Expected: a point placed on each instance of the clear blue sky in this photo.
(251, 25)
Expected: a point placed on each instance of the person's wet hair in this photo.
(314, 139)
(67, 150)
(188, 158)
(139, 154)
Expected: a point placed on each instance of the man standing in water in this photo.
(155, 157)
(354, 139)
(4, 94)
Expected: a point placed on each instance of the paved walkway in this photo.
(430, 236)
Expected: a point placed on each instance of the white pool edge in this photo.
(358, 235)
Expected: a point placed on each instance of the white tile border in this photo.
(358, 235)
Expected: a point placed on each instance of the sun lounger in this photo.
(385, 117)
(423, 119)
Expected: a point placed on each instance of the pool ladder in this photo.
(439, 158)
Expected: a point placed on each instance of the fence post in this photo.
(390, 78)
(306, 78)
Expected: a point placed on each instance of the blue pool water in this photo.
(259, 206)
================================
Put each line of the items above into a JSON array of strings, one string per line, skipping any blank lines.

- **Correct answer**
[
  "Expected: a point placed on each instance of the clear blue sky in this photo.",
  "(251, 25)",
  "Expected: a point placed on each instance of the person's wet hair in this photo.",
  "(314, 139)",
  "(67, 150)",
  "(188, 158)",
  "(139, 154)",
  "Expected: a point placed on each instance of the man standing in water in this photo.",
  "(155, 157)",
  "(354, 139)",
  "(4, 94)",
  "Expected: a point placed on each instance of the paved walkway in this photo.",
  "(430, 236)",
  "Expected: a point placed on each instance of the white pool edge in this photo.",
  "(358, 235)",
  "Expected: a point placed on each instance of the white tile border in this photo.",
  "(358, 235)",
  "Expected: a point placed on each instance of the sun lounger in this photo.",
  "(385, 117)",
  "(423, 119)",
  "Expected: a point placed on each instance of the pool ladder in this photo.",
  "(439, 158)",
  "Expected: a point placed on each instance of the fence post in this photo.",
  "(390, 78)",
  "(306, 78)",
  "Expected: a point placed on each instance of the blue pool water in this photo.",
  "(259, 206)"
]